(Data extracted from a collection)
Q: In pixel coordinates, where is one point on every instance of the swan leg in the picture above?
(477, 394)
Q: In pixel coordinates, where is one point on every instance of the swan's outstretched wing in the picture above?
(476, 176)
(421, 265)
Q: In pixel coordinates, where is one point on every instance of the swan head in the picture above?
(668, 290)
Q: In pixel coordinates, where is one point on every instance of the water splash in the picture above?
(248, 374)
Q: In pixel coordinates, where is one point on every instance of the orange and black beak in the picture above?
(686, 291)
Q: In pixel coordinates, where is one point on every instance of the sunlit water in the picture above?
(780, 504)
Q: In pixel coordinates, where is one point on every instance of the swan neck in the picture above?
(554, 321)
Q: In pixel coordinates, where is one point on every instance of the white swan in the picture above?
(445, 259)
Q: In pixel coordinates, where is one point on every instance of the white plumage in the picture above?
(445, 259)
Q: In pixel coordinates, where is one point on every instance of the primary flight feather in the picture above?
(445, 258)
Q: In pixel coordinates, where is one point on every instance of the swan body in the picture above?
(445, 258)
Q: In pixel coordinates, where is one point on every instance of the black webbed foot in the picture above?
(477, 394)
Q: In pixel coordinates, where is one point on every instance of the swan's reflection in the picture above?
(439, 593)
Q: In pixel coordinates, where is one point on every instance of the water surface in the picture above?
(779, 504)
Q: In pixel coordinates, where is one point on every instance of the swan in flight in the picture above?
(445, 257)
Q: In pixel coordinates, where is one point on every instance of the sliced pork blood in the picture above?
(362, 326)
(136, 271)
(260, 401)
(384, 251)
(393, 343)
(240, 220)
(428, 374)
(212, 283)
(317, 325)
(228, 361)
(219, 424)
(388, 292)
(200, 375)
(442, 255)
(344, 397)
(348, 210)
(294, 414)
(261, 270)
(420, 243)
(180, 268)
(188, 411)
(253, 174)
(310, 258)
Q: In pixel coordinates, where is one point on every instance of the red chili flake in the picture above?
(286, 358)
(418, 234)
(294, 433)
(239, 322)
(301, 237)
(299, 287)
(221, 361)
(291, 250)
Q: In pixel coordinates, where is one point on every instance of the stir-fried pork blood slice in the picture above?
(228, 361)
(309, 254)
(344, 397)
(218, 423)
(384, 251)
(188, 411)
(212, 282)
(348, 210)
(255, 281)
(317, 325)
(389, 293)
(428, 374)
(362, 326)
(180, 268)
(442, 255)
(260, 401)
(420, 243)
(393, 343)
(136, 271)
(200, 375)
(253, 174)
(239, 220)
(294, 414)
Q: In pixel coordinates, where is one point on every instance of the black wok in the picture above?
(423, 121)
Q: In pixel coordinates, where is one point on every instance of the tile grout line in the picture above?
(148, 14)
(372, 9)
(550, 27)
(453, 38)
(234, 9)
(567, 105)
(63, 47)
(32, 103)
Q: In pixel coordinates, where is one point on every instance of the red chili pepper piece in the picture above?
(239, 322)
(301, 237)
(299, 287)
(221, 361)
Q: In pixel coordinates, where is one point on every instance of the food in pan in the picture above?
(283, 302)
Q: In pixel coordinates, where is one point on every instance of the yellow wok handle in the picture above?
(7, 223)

→ **WORK REQUEST**:
The expected response consists solely of the lines from the one with "line in the picture above?" through the end of the records, repeated exactly.

→ **RESULT FOR THIS EXERCISE**:
Q: In pixel coordinates, where is one point on every instance of the tile grout line in the picture above?
(148, 14)
(372, 9)
(550, 27)
(453, 38)
(234, 9)
(567, 105)
(63, 47)
(32, 103)
Q: In pixel coordinates, where is one point on every instance of the red chili pepper piece in the picture above?
(239, 322)
(301, 237)
(299, 287)
(221, 361)
Q: In pixel coordinates, where is one point on every instance of the food in pan in the picture above?
(283, 302)
Q: In pixel coordinates, where is one point on every instance of the yellow wok handle in the picture above?
(7, 223)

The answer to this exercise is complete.